**EXERCISE GOAL**
Only one stretch of the data is wanted: the line containing "the framed artwork", the line containing "column 405, row 283", and every line between them, copied exactly.

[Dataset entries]
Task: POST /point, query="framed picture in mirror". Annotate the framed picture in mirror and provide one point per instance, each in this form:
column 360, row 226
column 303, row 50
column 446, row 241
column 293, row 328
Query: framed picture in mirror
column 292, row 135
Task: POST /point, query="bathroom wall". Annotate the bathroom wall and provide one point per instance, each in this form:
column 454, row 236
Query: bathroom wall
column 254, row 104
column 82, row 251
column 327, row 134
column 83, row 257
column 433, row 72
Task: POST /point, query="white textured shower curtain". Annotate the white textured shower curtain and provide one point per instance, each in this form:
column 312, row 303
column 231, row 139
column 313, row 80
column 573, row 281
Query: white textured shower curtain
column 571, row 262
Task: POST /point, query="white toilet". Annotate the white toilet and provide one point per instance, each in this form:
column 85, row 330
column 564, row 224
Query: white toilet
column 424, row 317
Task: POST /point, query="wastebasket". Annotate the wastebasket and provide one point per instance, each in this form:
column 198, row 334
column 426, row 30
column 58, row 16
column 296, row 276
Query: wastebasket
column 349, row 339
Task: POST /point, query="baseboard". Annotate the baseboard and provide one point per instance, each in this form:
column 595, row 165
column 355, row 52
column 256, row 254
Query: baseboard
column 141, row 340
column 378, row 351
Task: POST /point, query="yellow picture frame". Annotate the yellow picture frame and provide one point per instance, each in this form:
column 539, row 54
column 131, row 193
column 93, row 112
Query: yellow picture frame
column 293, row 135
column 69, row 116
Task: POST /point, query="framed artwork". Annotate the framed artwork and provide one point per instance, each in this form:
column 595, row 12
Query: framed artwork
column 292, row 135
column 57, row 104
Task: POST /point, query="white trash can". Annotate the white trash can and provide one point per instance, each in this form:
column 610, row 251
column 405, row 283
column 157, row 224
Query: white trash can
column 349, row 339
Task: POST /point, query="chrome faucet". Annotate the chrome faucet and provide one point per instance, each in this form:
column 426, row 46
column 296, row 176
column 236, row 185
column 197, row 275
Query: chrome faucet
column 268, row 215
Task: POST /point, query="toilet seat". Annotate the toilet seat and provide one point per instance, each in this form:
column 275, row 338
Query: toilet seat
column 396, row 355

**OUTPUT OF THE EXERCISE**
Task: POST /point, query="framed artwork". Annotate the framed artwork and provide one point per instance, each in this form:
column 595, row 12
Query: framed artwork
column 292, row 135
column 57, row 104
Task: POST /point, query="white trash can". Annotate the white trash can and provide one point per instance, each in this form:
column 610, row 251
column 405, row 283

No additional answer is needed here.